begin Entries shown
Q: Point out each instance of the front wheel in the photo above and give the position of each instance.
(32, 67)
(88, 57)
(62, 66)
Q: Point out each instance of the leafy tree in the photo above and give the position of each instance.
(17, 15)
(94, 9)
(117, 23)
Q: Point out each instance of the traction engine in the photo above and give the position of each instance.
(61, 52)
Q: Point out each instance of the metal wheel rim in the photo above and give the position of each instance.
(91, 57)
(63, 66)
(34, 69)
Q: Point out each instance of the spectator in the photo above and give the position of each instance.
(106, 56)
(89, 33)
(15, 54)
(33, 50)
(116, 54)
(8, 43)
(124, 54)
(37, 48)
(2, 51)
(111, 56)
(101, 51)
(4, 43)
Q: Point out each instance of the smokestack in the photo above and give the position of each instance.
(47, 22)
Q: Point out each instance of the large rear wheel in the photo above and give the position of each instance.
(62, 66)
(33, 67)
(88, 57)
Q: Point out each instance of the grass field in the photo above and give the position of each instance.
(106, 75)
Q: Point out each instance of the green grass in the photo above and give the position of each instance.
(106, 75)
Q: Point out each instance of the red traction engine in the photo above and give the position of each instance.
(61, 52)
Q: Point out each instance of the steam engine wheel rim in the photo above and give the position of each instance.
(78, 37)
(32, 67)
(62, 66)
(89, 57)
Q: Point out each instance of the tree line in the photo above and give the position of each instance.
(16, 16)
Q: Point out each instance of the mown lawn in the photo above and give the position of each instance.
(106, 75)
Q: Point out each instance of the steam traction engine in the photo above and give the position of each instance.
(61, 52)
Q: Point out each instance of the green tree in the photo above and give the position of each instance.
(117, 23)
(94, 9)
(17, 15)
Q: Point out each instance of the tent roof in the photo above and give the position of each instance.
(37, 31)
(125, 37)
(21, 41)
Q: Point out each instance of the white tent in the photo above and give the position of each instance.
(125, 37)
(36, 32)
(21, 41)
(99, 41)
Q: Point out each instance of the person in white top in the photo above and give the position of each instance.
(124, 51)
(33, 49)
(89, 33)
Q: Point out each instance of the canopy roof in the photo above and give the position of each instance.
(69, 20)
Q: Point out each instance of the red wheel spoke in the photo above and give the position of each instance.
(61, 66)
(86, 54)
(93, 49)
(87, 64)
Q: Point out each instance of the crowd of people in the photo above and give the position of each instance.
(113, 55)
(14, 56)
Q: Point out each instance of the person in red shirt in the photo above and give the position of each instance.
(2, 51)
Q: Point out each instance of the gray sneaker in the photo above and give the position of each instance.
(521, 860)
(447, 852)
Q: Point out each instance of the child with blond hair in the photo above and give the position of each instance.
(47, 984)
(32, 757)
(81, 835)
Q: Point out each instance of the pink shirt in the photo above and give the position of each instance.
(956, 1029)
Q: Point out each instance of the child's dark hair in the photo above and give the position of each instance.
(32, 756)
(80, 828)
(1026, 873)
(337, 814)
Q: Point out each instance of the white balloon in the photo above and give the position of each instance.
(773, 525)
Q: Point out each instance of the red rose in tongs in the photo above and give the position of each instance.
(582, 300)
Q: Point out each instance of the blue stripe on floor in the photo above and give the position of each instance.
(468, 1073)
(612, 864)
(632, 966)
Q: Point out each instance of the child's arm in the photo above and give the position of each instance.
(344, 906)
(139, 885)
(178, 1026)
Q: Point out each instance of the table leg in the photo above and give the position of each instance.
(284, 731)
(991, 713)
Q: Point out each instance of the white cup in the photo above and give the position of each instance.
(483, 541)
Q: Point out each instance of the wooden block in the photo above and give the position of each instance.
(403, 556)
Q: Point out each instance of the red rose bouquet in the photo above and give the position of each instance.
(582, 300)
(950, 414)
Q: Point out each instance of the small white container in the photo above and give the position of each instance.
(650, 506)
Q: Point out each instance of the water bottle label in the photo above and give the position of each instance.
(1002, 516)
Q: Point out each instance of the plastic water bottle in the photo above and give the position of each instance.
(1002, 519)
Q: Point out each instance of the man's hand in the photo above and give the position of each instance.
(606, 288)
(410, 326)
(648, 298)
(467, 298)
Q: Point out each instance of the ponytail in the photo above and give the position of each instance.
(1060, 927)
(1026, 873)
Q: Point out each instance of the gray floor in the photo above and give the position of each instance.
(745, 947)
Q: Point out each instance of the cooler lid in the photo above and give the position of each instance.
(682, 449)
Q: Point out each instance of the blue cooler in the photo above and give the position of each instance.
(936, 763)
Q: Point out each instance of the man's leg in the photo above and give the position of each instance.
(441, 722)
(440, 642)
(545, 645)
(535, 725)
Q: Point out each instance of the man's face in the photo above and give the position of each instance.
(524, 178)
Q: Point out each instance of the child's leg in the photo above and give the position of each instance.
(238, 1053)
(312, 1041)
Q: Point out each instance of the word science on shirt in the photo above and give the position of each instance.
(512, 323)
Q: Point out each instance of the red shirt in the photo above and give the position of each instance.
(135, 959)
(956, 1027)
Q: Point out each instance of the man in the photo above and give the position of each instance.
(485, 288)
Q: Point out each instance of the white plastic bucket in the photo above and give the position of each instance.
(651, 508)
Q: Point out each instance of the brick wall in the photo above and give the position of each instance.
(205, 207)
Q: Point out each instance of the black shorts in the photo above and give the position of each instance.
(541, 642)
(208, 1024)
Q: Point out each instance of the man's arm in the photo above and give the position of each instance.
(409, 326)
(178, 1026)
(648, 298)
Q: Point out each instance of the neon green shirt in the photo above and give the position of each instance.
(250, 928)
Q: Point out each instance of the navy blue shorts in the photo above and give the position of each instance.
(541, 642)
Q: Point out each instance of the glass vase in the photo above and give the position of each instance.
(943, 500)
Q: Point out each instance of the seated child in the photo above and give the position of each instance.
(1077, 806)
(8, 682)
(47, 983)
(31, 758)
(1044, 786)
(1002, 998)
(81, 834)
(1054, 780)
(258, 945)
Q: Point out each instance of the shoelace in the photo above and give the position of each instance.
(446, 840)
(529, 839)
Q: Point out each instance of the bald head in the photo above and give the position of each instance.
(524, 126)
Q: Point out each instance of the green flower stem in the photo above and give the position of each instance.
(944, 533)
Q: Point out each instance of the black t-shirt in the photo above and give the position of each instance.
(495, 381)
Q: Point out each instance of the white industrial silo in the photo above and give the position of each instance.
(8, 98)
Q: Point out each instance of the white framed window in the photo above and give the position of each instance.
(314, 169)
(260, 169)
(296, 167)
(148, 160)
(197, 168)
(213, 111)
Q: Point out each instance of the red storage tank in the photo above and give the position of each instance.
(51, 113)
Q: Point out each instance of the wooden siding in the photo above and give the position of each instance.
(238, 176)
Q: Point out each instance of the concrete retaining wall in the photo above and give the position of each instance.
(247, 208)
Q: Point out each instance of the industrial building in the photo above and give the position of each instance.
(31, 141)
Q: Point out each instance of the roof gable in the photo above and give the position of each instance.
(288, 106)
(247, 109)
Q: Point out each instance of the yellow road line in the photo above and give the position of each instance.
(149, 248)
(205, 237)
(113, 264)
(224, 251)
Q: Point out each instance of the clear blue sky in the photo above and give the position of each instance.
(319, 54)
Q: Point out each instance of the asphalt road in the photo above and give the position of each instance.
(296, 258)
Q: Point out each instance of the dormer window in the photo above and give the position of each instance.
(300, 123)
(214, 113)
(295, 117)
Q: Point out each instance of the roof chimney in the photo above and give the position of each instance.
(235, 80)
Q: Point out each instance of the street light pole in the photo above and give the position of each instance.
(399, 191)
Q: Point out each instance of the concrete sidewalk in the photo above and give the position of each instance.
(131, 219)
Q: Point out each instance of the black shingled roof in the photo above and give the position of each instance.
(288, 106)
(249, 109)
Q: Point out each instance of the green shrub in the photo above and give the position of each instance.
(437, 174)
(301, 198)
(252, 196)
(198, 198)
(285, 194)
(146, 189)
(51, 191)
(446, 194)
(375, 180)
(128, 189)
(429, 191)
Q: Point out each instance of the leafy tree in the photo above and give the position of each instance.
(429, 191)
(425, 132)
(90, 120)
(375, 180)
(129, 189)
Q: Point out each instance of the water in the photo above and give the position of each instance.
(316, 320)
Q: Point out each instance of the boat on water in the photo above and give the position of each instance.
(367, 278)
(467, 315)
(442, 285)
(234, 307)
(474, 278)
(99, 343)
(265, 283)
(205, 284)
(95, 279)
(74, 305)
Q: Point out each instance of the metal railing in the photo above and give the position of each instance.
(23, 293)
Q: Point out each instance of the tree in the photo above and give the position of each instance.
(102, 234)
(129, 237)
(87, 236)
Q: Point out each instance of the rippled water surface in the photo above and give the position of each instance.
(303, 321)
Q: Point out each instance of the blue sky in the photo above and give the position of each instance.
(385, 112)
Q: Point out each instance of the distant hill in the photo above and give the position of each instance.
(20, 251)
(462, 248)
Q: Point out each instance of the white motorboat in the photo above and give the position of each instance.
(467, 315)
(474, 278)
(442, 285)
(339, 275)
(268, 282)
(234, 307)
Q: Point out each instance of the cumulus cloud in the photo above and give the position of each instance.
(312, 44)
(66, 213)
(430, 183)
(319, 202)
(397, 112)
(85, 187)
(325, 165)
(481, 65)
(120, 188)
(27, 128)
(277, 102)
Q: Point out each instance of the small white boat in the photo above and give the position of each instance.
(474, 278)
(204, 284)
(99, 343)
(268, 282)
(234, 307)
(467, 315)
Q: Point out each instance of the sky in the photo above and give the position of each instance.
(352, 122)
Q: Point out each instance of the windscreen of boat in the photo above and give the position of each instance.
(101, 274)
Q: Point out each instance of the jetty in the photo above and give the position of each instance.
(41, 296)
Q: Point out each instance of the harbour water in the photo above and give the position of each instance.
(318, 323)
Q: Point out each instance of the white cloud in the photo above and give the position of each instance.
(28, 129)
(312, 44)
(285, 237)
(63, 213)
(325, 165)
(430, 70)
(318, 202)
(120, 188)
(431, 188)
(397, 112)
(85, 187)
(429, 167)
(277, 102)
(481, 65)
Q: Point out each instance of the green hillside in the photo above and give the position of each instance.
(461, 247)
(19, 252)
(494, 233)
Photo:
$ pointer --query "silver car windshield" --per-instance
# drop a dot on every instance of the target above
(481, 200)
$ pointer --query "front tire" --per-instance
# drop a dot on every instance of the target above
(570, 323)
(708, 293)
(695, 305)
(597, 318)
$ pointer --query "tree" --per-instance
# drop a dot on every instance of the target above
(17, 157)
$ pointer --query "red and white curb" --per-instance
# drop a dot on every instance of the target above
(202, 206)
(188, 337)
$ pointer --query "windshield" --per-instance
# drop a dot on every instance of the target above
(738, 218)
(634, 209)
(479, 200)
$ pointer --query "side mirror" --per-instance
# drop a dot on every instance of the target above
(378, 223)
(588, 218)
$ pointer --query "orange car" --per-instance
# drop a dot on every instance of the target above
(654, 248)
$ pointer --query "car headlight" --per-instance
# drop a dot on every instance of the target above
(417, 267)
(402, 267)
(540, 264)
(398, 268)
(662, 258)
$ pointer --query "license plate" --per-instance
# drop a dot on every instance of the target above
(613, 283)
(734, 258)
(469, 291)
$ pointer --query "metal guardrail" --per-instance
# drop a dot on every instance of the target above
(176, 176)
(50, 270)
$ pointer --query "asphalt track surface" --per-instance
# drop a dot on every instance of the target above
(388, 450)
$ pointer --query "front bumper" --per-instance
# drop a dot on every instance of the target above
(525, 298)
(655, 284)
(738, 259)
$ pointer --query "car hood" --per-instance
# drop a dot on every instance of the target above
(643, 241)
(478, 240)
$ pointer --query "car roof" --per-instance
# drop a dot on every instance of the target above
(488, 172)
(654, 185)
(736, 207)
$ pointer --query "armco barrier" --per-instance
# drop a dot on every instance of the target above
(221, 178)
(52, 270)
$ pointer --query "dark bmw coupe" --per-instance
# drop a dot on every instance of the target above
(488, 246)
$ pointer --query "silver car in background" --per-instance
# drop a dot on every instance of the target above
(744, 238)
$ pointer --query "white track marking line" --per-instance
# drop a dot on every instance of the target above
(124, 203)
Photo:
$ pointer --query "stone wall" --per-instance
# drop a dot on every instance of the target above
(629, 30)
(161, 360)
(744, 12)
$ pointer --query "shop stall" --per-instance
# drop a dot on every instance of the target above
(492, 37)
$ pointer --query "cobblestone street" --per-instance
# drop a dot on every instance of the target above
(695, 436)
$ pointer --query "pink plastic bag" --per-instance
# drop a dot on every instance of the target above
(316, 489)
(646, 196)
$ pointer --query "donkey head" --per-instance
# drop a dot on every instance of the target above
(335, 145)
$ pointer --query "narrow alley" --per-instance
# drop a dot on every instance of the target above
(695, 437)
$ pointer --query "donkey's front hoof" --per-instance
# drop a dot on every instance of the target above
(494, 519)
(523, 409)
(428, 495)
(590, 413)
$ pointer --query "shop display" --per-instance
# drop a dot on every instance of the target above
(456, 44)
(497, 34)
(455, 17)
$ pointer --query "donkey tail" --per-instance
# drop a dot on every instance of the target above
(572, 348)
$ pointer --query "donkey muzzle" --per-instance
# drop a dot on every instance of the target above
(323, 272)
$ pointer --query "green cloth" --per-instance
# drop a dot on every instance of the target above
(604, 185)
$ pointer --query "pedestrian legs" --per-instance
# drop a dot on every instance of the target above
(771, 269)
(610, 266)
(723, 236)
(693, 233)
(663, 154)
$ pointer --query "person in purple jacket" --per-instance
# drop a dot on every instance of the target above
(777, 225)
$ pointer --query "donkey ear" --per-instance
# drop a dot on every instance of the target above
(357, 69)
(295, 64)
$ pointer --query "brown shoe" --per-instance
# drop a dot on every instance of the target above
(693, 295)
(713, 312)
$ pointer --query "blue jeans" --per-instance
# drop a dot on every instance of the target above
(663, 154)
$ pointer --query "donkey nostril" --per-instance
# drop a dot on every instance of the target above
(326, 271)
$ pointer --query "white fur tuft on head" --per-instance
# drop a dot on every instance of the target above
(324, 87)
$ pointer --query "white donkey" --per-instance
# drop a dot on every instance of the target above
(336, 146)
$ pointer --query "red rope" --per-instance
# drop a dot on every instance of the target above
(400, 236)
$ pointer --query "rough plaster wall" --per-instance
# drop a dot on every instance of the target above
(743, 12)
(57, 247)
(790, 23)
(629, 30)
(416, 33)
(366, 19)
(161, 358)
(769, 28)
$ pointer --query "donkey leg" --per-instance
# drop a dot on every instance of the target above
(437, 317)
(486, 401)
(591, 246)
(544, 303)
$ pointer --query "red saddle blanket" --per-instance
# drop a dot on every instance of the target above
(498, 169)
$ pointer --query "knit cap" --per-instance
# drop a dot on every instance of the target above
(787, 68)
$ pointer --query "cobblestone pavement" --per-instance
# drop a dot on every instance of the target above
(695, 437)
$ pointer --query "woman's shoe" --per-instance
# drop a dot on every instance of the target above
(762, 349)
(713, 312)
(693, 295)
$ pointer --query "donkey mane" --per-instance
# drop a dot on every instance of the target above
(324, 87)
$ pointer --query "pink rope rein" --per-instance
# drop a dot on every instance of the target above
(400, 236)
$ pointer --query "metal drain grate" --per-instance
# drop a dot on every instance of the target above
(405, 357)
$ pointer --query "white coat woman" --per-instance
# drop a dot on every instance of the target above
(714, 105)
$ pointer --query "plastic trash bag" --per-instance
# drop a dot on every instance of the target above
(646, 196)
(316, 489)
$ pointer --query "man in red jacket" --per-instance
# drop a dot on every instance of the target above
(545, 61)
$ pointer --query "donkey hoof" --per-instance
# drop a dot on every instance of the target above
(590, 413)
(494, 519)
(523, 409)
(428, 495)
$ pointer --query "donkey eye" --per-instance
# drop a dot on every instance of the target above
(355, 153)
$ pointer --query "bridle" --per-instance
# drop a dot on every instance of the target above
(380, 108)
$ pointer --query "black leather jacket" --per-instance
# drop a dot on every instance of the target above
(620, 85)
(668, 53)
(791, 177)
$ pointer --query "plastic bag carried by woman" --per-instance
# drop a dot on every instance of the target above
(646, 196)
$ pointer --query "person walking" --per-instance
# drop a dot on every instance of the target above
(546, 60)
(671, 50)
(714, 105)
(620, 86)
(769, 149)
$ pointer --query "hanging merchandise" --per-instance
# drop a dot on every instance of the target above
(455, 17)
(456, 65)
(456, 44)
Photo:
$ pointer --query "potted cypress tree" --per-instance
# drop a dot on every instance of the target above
end Entries shown
The answer consists only of the lines from the one containing "bag carried by" to the end of the records, each written out exactly.

$ pointer --query "plastic bag carried by woman" --per-instance
# drop a dot on every instance of the target above
(646, 196)
$ pointer --query "person walking" --per-instance
# drop a dot on every instance of the target above
(546, 60)
(671, 50)
(714, 105)
(620, 86)
(769, 149)
$ pointer --query "hanging merchandise" --per-instance
# drop a dot on every instance of the target above
(455, 17)
(456, 65)
(456, 44)
Photo:
$ pointer --query "potted cypress tree" --per-instance
# drop a dot on every instance of the target above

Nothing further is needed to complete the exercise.